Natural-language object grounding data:
○ ○ ○ ○ ○ ○ ○

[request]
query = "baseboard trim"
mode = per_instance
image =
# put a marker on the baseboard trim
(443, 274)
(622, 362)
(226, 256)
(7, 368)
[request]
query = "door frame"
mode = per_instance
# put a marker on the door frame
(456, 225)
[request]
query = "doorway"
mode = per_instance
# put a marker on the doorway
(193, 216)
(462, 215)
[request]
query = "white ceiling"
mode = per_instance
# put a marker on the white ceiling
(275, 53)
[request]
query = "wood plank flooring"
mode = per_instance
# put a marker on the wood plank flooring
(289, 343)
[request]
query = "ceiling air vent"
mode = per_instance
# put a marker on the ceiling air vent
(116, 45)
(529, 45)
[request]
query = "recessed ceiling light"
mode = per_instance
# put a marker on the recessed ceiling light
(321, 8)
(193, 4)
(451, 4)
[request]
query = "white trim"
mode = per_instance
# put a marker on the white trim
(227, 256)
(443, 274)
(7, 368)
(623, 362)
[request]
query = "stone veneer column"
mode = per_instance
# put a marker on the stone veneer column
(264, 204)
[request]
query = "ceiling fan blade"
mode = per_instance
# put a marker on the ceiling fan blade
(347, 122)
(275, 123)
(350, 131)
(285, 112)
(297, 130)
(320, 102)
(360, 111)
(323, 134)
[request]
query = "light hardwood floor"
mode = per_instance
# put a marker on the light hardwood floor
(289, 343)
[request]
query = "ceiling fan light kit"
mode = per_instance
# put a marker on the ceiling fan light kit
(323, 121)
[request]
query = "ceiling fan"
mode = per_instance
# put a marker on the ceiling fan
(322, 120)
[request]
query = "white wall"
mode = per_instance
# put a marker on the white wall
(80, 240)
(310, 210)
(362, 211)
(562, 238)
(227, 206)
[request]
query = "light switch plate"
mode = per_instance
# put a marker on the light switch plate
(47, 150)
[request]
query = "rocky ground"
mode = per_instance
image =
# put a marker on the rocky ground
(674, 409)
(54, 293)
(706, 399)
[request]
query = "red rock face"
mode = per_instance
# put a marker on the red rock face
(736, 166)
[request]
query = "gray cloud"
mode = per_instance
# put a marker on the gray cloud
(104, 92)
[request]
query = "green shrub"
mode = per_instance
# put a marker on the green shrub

○ ○ ○ ○ ○ ○ ○

> [Exercise]:
Lines that contain "shrub" are the result; find them in the entries above and copy each one.

> [Result of the exercise]:
query = "green shrub"
# put a marker on the green shrub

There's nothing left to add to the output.